Can you repeat the data below verbatim, from its first line up to and including the line with "[[[128,3],[128,20],[130,20],[130,3]]]"?

============================================================

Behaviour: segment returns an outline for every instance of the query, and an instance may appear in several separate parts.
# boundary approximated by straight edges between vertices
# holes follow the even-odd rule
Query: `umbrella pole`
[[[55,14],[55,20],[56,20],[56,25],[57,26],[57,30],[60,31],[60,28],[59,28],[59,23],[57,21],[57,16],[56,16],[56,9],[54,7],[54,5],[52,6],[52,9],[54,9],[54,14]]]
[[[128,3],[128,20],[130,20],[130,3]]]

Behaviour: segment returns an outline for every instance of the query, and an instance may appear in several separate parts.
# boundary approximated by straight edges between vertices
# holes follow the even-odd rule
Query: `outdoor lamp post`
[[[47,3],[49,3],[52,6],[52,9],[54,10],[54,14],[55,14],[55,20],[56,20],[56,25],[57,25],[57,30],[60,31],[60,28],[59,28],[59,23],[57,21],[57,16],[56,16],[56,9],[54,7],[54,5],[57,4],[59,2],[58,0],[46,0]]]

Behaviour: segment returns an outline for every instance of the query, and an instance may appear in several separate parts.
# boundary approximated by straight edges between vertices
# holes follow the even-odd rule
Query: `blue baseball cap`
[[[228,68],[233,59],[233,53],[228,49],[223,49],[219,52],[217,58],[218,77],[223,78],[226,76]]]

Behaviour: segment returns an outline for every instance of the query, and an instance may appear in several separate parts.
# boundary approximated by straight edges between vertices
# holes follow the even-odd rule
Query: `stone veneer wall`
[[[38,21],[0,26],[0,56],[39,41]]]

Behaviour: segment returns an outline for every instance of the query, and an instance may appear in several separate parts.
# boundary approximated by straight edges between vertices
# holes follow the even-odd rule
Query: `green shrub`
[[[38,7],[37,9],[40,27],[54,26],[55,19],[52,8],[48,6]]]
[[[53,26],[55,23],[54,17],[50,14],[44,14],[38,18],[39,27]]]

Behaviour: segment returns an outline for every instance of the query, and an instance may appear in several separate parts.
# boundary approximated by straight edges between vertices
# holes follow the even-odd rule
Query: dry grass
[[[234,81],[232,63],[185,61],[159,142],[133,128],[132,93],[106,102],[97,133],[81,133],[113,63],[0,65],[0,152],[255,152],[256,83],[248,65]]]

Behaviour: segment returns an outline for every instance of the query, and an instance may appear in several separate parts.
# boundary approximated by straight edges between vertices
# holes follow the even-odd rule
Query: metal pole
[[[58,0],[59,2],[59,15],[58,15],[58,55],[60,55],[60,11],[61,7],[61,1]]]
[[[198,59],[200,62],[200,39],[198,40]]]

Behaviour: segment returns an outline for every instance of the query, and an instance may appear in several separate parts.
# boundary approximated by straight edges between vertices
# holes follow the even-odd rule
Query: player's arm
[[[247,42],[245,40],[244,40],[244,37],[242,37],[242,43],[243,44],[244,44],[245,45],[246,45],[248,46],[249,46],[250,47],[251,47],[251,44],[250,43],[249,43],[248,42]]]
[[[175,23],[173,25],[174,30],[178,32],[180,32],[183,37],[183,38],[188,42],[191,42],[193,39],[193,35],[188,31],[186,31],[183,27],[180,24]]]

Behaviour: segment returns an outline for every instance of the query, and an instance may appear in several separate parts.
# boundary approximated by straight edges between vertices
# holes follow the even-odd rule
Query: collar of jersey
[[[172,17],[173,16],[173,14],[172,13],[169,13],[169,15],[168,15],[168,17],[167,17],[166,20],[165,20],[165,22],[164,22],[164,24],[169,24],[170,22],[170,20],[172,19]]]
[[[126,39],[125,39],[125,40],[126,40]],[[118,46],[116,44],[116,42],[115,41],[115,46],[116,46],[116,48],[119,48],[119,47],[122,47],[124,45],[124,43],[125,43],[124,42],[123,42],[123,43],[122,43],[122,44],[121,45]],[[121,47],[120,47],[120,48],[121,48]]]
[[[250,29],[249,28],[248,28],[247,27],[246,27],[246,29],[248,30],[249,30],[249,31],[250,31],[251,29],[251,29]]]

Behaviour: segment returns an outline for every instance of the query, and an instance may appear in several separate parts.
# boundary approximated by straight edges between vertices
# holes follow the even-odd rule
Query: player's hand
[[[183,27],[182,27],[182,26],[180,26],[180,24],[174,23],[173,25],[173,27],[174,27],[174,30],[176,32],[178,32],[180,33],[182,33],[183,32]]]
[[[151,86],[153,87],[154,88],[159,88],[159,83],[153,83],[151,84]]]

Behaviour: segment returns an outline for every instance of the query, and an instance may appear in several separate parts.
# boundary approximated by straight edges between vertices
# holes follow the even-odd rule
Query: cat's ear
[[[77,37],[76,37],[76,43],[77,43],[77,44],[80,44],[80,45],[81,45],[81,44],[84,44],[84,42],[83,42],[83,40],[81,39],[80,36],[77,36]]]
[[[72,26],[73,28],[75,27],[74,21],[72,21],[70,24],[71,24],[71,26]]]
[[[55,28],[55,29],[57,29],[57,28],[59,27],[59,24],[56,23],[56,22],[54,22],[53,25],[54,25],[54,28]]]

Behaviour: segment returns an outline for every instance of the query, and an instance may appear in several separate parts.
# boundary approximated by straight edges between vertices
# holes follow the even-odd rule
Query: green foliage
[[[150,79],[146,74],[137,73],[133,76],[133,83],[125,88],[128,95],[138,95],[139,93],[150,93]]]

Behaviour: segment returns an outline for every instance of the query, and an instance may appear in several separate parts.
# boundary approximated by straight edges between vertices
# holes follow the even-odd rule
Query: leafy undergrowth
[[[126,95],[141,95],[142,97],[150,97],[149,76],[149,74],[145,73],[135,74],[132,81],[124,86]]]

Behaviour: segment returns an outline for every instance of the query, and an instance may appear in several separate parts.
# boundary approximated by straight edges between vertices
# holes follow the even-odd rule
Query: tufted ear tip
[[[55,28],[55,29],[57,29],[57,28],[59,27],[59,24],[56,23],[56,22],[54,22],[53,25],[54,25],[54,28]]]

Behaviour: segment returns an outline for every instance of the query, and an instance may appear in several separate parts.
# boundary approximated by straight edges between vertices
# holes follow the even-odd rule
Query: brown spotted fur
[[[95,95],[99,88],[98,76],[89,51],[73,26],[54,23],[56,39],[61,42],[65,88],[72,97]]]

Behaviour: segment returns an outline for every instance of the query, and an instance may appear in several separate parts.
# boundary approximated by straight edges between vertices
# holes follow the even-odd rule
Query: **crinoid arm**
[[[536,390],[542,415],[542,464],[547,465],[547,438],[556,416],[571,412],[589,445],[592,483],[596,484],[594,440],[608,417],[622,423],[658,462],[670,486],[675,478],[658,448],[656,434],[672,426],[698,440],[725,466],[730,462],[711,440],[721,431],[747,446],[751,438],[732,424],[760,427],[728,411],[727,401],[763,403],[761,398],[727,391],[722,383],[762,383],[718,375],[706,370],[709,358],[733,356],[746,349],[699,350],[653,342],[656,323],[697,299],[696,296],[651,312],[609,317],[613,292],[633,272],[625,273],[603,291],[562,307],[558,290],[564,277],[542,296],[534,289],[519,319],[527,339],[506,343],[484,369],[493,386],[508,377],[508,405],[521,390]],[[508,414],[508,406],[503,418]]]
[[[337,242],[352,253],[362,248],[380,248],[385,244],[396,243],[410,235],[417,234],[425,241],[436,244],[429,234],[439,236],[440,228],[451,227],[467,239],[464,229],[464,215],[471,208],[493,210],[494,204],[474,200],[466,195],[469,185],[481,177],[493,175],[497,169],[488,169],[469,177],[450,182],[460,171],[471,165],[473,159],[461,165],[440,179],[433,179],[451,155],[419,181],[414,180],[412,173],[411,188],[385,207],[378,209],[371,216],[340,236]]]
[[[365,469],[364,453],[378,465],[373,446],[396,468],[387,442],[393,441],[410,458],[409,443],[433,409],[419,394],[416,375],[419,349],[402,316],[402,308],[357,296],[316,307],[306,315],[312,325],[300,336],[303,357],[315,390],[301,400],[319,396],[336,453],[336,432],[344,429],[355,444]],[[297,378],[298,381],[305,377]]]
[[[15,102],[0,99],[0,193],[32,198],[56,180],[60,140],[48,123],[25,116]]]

============================================================

Problem solution:
Behaviour: segment returns an outline for every instance of the query, and an instance may appear in several separate parts.
# boundary approximated by straight edges between vertices
# holes follow the even-odd rule
Query: `umbrella pole`
[[[55,14],[55,20],[56,20],[56,25],[57,26],[57,30],[60,31],[60,28],[59,28],[59,23],[57,21],[57,16],[56,16],[56,9],[54,7],[54,5],[52,6],[52,9],[54,9],[54,14]]]
[[[128,3],[128,20],[130,20],[130,3]]]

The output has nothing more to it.